• Given problem:
From the line with "of the double-hung" through the final line, please write out the listing exactly, including both of those lines.

• Records supplied:
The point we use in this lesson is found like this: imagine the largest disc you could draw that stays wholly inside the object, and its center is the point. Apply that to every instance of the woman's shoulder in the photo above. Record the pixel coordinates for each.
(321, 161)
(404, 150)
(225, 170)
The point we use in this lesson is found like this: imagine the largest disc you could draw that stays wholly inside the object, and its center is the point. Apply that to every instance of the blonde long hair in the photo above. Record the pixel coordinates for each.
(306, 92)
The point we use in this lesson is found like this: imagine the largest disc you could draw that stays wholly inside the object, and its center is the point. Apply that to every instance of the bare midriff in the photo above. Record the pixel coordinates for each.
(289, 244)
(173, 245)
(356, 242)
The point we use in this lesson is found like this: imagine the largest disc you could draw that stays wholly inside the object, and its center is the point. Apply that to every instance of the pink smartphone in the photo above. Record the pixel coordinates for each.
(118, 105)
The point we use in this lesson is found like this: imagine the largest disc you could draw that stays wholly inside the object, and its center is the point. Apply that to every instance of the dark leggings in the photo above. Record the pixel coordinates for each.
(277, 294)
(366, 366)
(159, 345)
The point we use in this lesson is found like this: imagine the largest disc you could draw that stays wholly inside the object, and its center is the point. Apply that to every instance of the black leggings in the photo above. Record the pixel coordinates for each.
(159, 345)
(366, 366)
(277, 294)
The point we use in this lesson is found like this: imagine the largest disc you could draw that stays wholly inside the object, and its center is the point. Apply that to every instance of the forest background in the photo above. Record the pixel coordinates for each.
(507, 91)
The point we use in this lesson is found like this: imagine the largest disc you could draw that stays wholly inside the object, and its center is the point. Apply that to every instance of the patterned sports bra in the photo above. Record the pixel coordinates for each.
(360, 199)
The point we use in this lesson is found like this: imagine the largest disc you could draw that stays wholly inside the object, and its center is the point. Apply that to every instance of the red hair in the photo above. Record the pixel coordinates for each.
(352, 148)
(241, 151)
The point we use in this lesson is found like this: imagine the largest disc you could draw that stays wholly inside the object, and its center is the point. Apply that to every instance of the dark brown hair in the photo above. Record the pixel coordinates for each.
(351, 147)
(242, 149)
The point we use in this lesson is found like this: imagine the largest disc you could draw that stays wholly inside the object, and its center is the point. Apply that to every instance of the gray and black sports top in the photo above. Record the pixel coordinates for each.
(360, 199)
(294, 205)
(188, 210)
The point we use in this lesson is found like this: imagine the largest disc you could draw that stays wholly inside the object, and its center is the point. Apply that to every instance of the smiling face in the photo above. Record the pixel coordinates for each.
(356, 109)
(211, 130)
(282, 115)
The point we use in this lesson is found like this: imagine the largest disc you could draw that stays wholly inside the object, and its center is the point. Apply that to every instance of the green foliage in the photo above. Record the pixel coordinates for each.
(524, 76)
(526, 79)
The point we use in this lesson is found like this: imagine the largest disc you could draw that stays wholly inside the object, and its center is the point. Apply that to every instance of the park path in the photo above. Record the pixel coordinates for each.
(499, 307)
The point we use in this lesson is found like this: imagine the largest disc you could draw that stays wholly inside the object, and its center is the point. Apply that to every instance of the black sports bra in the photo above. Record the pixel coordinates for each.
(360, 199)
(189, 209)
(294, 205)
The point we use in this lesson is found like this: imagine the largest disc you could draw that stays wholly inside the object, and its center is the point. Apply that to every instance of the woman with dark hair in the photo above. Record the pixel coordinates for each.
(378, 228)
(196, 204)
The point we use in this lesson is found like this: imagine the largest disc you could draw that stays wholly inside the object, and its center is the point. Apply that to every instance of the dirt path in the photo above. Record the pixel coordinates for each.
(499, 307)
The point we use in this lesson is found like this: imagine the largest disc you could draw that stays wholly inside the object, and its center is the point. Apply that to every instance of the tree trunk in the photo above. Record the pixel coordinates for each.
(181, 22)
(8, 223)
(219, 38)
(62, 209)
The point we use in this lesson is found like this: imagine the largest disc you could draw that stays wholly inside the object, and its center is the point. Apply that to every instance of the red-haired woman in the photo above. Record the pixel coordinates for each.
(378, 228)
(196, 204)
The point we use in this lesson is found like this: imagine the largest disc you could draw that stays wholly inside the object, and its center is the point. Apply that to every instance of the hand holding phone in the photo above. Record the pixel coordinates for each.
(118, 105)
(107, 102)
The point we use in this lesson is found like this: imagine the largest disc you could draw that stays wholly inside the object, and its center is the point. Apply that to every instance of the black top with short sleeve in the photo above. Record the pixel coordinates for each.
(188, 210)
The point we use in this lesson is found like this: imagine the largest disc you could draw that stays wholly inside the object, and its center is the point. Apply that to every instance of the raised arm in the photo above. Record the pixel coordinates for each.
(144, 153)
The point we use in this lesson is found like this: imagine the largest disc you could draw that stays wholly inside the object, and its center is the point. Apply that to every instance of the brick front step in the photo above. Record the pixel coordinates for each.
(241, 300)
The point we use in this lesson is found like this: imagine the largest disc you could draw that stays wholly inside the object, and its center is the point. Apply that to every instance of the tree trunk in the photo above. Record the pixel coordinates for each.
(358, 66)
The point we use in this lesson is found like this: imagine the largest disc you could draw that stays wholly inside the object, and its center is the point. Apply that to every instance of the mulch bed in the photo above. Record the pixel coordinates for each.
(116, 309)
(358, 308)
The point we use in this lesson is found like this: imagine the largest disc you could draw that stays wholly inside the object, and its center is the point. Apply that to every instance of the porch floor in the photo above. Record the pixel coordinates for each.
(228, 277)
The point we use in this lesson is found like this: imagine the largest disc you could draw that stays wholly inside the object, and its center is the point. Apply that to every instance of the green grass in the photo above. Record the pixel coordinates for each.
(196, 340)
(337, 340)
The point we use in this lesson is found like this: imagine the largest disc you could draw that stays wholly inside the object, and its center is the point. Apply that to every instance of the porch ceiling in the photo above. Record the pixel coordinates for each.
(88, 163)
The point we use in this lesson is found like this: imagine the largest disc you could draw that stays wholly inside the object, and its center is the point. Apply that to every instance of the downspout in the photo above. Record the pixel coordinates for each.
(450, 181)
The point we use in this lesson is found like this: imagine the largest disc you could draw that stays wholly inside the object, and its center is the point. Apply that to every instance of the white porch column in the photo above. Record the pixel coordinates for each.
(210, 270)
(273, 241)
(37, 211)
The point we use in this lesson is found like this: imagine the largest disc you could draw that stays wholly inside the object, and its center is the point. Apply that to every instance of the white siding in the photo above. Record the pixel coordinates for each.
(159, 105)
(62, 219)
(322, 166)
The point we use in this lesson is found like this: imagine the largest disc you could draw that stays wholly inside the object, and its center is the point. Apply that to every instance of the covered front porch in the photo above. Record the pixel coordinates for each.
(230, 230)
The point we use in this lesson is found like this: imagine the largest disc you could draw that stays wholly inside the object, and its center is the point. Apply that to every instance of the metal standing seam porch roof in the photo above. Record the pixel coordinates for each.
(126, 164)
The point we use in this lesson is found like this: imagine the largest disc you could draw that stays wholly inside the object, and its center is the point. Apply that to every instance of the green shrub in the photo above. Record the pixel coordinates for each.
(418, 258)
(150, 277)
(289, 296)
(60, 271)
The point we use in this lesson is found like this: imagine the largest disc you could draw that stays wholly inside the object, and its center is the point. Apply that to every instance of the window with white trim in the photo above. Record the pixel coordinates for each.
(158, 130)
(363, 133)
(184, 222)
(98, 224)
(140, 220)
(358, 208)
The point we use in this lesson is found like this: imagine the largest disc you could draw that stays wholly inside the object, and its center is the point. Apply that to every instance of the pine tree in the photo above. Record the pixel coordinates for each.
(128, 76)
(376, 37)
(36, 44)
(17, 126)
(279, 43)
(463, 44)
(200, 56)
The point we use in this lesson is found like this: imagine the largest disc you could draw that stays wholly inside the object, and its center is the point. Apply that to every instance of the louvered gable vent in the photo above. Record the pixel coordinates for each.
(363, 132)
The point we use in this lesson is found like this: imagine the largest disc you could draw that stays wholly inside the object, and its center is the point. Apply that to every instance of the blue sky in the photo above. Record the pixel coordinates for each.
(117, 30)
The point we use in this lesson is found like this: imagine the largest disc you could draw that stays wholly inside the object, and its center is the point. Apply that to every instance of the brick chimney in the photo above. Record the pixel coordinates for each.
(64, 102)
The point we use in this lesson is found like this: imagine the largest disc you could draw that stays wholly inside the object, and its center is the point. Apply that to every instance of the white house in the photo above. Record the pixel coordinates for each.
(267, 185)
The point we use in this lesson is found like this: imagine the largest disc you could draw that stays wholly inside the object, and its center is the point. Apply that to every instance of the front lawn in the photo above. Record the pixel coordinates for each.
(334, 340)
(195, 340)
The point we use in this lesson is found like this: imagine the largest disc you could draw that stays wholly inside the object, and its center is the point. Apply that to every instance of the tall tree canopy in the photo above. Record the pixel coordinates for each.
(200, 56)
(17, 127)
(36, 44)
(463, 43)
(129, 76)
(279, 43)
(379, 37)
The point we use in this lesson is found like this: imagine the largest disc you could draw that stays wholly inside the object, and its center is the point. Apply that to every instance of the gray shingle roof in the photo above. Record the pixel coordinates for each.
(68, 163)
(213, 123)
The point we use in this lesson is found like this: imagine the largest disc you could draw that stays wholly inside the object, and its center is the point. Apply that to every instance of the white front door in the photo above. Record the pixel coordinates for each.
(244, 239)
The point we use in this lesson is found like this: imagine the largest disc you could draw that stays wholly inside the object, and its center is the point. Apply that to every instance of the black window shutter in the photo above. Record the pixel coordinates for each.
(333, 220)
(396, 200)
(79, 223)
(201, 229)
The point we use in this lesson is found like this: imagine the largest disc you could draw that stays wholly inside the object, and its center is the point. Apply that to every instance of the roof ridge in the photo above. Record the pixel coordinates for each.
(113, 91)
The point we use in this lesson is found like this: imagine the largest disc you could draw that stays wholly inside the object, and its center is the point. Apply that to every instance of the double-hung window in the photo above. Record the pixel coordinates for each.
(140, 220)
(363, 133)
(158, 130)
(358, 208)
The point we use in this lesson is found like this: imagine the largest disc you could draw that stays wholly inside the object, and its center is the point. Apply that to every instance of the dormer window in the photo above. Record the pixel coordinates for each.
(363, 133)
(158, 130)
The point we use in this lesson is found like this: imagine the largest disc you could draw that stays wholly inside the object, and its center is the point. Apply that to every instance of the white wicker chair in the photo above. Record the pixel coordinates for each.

• Written solution:
The point we use in this lesson is found like this: imagine the largest disc you could draw that stays wholly inside the object, and its center is the point. Apply that to every instance of the double-hung window in the photo above. Record the pixel coordinates for each.
(140, 220)
(363, 133)
(158, 130)
(358, 208)
The point we use in this lesson is found like this: imagine the largest disc you could draw that stays wholly inside the object, and its center is the point. Apply that to every instance of the dormer window in the photo above. Record the pixel coordinates for each.
(363, 133)
(158, 130)
The point we use in this lesson is found like this: imagine the largest disc you could draw that stays wholly inside the object, and its center is the point. Apply that to every instance of the white wicker chair in the photo above. Record the pixel coordinates for each.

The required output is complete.